▸ **Pagina**
⁂

La proposta di Legambiente e CiWF (Compassion in World Farming) per un’etichettatura volontaria e trasparente su latti, carni e loro derivati, sembrerebbe matura. È quanto emerso nella conferenza stampa di martedì scorso, 9 febbraio, occasione in cui l’iniziativa – già ventilata alla fine dello scorso maggio – è stata annunciata come prossima e concreta.
La proposta vede uno scenario più favorevole rispetto a quello che avrebbe potuto avere otto mesi fa, quando il dicastero agricolo era in mano ad una ministra – Teresa Bellanova – sempre in balìa di Coldiretti e troppo incline alle logiche di Gdo e industria per lasciar spazio alle illusioni di un cambiamento. L’avvento del Governo Draghi, che porta con sé la nascita del Ministero per la transizione ecologica (che di allevamento intensivo non potrà non occuparsi) e al Mipaaf il pentastellato Stefano Patuanelli (formalmente scevro da legami con le sindacali che in sessant’anni di pressioni hanno devastato l’agricoltura italiana), sembrerebbero infondere ai proponenti qualche cauto ottimismo.

⁂

▸ **Requisiti del compito**
Nel testo sull'etichettatura di latti e carni, in che giorno si è tenuta la conferenza stampa in cui è stata annunciata l'iniziativa?

⁂

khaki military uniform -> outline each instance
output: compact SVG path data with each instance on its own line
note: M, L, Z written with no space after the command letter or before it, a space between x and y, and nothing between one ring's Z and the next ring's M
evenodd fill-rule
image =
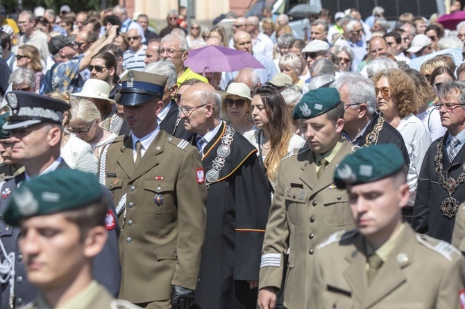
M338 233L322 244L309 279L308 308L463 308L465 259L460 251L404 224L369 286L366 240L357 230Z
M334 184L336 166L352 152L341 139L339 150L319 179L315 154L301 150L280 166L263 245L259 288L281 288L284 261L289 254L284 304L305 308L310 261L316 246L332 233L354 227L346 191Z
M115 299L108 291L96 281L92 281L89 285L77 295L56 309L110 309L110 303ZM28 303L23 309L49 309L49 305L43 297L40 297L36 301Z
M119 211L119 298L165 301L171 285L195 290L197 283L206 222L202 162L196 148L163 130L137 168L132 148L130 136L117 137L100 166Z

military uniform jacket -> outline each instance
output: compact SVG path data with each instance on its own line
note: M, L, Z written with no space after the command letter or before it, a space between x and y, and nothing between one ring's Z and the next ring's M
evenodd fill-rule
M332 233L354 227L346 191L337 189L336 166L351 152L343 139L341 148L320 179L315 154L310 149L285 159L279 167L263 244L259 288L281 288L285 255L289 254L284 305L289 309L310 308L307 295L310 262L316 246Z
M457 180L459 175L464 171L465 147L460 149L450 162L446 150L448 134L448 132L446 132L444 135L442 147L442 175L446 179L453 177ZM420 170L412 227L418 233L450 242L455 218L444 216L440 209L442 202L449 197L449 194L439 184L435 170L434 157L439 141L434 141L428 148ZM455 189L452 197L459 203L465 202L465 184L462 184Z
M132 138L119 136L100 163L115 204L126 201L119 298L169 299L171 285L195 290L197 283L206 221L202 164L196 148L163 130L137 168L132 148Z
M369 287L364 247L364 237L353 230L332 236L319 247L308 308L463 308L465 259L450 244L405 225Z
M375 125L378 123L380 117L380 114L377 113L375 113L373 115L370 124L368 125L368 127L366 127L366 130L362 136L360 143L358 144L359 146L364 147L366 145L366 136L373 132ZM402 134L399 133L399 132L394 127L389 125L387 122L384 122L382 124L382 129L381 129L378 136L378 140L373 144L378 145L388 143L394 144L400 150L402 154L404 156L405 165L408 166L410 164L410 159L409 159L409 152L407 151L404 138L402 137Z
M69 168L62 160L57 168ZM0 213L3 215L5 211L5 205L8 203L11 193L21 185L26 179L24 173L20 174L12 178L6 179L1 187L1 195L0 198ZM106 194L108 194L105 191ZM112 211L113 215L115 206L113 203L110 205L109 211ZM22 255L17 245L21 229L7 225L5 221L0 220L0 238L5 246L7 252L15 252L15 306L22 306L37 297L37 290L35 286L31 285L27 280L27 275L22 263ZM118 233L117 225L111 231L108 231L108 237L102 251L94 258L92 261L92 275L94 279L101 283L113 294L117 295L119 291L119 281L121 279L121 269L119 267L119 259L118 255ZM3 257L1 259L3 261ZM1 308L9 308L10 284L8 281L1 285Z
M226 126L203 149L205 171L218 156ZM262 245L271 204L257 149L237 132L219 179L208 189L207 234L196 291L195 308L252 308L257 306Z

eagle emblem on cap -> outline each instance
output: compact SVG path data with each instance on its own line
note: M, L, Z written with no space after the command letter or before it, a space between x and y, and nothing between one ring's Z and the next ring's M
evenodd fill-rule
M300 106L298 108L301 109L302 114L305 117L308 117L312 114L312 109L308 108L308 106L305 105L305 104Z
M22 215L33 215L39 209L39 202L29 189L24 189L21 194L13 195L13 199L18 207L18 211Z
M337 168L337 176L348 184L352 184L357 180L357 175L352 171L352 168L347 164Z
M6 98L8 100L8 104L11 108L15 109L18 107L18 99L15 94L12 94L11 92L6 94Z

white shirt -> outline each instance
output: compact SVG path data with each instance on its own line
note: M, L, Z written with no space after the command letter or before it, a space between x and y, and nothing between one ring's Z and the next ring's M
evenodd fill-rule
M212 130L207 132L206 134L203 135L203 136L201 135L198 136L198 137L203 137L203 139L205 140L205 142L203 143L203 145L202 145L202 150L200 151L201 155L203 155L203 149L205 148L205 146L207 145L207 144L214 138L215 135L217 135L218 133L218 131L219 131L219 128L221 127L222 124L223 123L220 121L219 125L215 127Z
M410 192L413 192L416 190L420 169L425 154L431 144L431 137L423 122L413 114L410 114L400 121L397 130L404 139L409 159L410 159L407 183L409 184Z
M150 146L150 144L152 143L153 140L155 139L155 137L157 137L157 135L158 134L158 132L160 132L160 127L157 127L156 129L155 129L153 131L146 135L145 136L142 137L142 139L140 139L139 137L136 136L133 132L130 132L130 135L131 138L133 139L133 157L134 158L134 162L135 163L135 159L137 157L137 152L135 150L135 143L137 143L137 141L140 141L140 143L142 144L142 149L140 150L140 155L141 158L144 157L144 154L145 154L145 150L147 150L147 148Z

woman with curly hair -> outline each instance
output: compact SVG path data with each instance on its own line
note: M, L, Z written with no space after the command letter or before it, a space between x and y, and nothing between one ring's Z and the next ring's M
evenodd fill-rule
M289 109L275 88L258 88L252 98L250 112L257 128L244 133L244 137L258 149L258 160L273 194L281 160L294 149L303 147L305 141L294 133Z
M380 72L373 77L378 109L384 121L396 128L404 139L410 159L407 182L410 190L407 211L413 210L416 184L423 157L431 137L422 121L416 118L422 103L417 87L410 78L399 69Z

⁂

▸ **Esercizio svolto**
Martedì 9 febbraio.